Items stored from a collection
—————
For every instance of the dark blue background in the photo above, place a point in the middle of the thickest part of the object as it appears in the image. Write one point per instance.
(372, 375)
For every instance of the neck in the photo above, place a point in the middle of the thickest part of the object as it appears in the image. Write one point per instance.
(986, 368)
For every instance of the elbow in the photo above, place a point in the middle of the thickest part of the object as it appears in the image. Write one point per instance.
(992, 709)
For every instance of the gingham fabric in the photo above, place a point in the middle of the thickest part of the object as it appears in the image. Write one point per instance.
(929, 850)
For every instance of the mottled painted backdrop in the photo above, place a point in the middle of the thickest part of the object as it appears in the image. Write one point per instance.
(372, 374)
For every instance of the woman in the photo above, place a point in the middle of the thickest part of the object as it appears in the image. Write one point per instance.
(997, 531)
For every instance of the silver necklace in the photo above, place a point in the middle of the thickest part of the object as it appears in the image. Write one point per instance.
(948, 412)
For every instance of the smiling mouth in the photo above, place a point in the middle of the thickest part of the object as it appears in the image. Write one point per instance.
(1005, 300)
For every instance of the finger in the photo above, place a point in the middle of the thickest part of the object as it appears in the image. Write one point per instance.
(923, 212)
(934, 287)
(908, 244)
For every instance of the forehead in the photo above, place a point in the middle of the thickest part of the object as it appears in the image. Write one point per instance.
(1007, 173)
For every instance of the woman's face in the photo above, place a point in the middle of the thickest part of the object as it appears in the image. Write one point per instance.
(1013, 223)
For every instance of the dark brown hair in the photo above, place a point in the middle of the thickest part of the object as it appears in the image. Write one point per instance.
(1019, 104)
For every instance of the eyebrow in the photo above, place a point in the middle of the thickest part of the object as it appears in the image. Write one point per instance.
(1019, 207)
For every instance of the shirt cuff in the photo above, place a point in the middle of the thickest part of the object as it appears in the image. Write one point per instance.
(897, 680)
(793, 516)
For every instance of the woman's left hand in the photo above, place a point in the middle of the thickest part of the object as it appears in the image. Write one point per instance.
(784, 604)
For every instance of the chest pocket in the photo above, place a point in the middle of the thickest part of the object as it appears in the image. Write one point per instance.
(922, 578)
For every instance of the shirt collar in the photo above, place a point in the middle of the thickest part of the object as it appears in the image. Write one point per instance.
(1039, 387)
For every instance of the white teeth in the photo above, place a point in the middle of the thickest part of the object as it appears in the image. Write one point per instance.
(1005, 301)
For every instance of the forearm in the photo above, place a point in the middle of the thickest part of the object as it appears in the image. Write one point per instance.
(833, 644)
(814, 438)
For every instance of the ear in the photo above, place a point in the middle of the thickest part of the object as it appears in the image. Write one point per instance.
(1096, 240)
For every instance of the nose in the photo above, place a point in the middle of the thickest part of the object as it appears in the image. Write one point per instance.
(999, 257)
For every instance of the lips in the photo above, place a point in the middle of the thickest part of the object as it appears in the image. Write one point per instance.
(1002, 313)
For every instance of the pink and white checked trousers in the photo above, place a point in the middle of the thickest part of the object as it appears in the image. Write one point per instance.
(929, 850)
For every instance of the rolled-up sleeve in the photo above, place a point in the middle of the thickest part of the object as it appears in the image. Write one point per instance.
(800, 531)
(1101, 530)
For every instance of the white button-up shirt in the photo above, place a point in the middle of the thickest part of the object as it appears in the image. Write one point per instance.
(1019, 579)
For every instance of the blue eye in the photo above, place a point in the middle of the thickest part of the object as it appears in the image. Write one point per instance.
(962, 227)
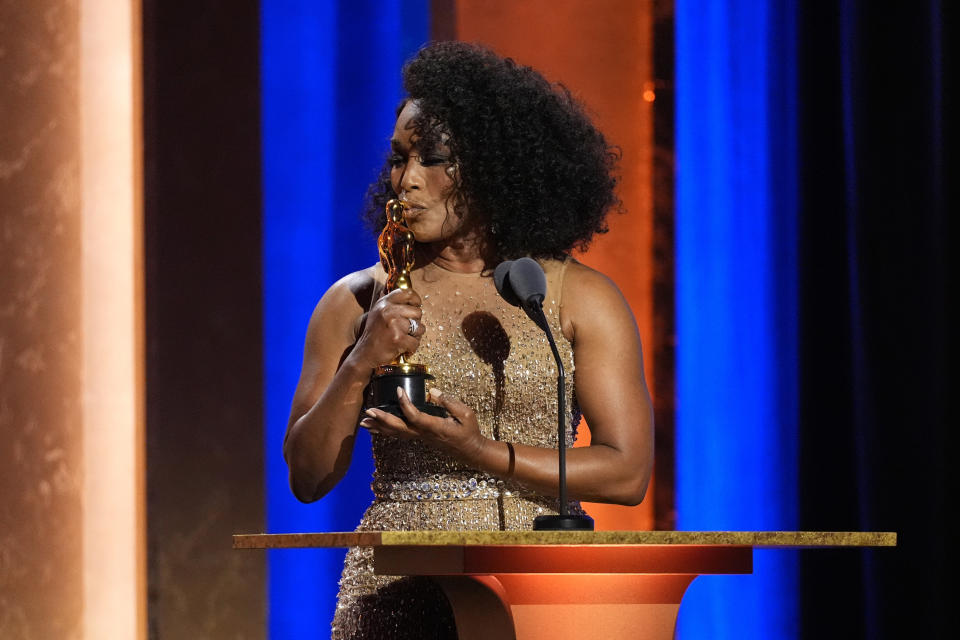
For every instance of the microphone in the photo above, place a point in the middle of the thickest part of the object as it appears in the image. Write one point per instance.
(522, 283)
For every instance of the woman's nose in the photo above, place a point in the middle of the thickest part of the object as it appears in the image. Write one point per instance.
(411, 177)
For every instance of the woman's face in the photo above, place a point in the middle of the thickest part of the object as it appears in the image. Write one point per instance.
(425, 179)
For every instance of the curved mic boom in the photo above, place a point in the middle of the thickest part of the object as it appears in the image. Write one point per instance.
(522, 283)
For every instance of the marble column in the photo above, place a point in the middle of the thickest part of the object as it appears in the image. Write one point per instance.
(41, 349)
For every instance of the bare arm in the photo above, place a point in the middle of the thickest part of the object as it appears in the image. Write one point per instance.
(611, 390)
(336, 368)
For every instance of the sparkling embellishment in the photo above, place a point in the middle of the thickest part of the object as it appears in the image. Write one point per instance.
(495, 360)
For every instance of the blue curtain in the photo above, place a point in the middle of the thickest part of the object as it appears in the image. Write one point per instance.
(736, 279)
(330, 74)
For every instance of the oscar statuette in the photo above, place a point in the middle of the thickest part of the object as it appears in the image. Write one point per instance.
(396, 244)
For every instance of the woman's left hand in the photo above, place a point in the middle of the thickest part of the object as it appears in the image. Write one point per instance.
(459, 434)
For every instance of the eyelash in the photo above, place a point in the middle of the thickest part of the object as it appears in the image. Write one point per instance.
(396, 160)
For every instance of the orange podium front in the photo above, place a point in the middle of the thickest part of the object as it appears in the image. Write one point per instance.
(565, 584)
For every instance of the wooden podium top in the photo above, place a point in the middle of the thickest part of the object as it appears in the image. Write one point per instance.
(756, 539)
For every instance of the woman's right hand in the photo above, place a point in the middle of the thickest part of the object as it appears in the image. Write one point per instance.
(386, 329)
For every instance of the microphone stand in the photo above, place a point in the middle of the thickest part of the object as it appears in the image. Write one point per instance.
(563, 521)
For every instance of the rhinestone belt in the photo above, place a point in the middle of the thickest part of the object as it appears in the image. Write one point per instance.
(446, 487)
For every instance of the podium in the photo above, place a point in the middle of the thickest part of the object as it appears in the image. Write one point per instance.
(565, 584)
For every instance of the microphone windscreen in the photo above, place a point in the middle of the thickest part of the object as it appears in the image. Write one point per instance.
(528, 281)
(501, 278)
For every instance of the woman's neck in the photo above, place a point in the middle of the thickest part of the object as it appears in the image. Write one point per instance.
(460, 256)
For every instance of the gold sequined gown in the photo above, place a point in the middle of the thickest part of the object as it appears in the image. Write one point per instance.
(493, 357)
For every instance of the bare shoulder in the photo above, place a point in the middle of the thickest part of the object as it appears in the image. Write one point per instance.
(590, 299)
(345, 302)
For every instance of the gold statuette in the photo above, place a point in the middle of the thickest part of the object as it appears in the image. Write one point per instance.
(396, 245)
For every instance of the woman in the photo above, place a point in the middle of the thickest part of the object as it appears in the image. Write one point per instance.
(493, 163)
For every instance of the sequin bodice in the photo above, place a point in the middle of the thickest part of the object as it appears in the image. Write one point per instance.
(496, 360)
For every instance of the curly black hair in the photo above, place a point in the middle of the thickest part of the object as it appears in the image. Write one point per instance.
(531, 164)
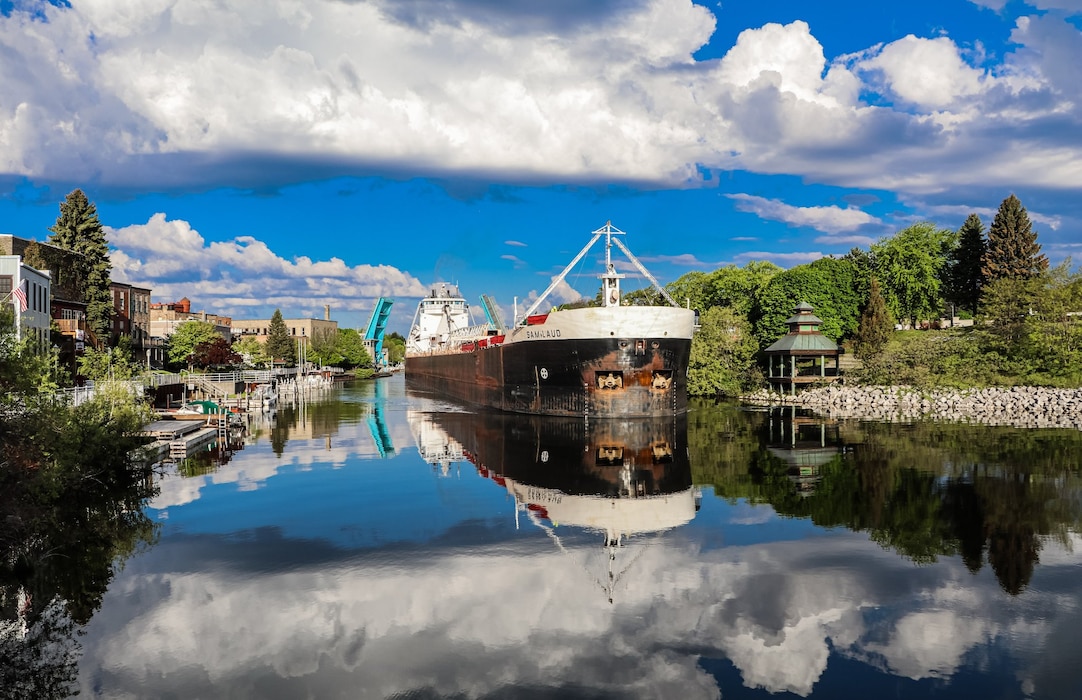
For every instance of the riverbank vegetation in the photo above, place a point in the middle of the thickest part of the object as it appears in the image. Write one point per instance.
(1023, 320)
(990, 494)
(71, 498)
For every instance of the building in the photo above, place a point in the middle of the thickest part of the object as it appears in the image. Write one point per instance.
(66, 305)
(166, 317)
(302, 329)
(26, 291)
(131, 317)
(799, 358)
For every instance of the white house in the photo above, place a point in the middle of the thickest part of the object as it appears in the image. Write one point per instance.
(27, 291)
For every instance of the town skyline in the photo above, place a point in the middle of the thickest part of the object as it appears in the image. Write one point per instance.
(298, 156)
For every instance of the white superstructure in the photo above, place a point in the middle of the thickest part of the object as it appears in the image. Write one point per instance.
(441, 322)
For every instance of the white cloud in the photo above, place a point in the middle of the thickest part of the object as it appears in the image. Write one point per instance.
(179, 93)
(928, 73)
(243, 277)
(830, 219)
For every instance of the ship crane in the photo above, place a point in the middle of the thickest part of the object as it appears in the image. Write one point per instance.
(610, 278)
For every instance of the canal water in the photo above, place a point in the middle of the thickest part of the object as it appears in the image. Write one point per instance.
(378, 544)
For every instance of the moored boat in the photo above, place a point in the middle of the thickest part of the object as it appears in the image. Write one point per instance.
(609, 360)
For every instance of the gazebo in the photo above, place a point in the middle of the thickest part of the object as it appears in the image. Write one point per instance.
(800, 356)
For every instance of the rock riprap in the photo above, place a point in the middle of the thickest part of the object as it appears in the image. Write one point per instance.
(1020, 406)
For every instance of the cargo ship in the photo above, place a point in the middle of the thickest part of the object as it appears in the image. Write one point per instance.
(610, 360)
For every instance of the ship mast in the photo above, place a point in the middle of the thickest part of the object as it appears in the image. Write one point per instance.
(610, 278)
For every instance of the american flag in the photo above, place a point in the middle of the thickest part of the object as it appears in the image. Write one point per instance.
(20, 294)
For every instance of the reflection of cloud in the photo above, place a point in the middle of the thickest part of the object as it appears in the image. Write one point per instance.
(472, 620)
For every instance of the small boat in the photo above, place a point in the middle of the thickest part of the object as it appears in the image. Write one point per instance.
(607, 360)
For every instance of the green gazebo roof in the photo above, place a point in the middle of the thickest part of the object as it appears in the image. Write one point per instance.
(803, 343)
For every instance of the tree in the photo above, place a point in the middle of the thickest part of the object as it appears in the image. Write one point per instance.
(34, 258)
(324, 347)
(214, 353)
(352, 347)
(279, 344)
(252, 351)
(729, 286)
(722, 354)
(964, 265)
(910, 267)
(79, 230)
(829, 284)
(187, 335)
(875, 324)
(1013, 251)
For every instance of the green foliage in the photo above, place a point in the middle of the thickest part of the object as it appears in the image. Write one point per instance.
(925, 490)
(25, 368)
(352, 347)
(910, 266)
(730, 286)
(875, 324)
(186, 338)
(829, 285)
(65, 470)
(722, 354)
(252, 351)
(215, 353)
(78, 229)
(279, 344)
(34, 256)
(1006, 305)
(964, 274)
(1013, 251)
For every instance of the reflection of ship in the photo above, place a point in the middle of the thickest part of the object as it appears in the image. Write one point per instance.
(612, 360)
(377, 426)
(620, 478)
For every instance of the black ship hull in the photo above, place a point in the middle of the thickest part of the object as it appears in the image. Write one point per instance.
(591, 378)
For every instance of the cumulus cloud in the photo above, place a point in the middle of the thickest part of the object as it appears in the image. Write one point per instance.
(926, 73)
(243, 277)
(831, 220)
(175, 94)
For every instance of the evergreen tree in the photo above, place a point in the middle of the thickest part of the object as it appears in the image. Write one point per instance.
(875, 324)
(964, 272)
(34, 258)
(1013, 251)
(79, 230)
(279, 344)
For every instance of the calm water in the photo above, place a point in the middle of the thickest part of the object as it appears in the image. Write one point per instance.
(378, 545)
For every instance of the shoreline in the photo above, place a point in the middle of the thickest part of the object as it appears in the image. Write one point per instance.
(1014, 406)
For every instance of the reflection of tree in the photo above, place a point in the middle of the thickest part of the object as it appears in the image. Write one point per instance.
(924, 489)
(315, 419)
(60, 544)
(39, 660)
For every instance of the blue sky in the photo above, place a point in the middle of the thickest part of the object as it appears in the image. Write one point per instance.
(262, 154)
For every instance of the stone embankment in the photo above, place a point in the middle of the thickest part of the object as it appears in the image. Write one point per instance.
(1019, 406)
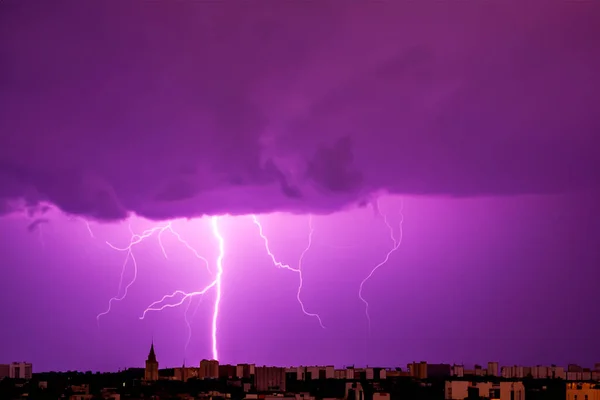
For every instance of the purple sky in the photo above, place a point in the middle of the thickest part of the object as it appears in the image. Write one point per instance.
(481, 117)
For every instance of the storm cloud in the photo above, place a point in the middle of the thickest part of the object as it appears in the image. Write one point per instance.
(172, 109)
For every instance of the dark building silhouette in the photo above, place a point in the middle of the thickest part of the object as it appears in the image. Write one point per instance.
(151, 372)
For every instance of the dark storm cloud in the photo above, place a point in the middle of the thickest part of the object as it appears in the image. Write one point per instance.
(36, 224)
(189, 108)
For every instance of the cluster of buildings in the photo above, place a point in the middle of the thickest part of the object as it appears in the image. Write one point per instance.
(490, 382)
(16, 370)
(211, 380)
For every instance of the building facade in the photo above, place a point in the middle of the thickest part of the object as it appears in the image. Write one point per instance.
(459, 390)
(151, 371)
(20, 370)
(583, 391)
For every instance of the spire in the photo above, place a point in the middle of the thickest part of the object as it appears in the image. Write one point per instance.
(152, 355)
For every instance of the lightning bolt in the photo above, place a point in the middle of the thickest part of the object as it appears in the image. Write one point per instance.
(161, 304)
(395, 247)
(297, 270)
(135, 240)
(87, 224)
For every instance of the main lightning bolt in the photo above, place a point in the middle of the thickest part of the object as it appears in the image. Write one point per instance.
(395, 247)
(160, 305)
(297, 270)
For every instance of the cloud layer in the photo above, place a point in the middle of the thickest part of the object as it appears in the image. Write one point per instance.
(194, 108)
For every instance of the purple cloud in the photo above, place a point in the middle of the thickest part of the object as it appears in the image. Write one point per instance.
(191, 108)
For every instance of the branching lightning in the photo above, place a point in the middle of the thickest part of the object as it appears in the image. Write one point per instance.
(297, 270)
(179, 297)
(395, 247)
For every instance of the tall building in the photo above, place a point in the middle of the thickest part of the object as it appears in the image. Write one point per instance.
(492, 368)
(4, 371)
(151, 372)
(20, 370)
(209, 369)
(269, 379)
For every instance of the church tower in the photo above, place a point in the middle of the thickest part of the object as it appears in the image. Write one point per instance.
(151, 373)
—————
DIRECTIVE
Please format the stretch of data above that opens with the line containing "For every instance of the white button-up" and closes with the line containing "(1019, 579)", both lines included, as a JSON list of strings with one string per line and blank lines omitted.

FULL SOLUTION
[
  "For every instance of the white button-up shirt in the photo above, place a point in the middle of the thickest part of the object as it appears in the image. Write one point per instance.",
  "(1019, 579)"
]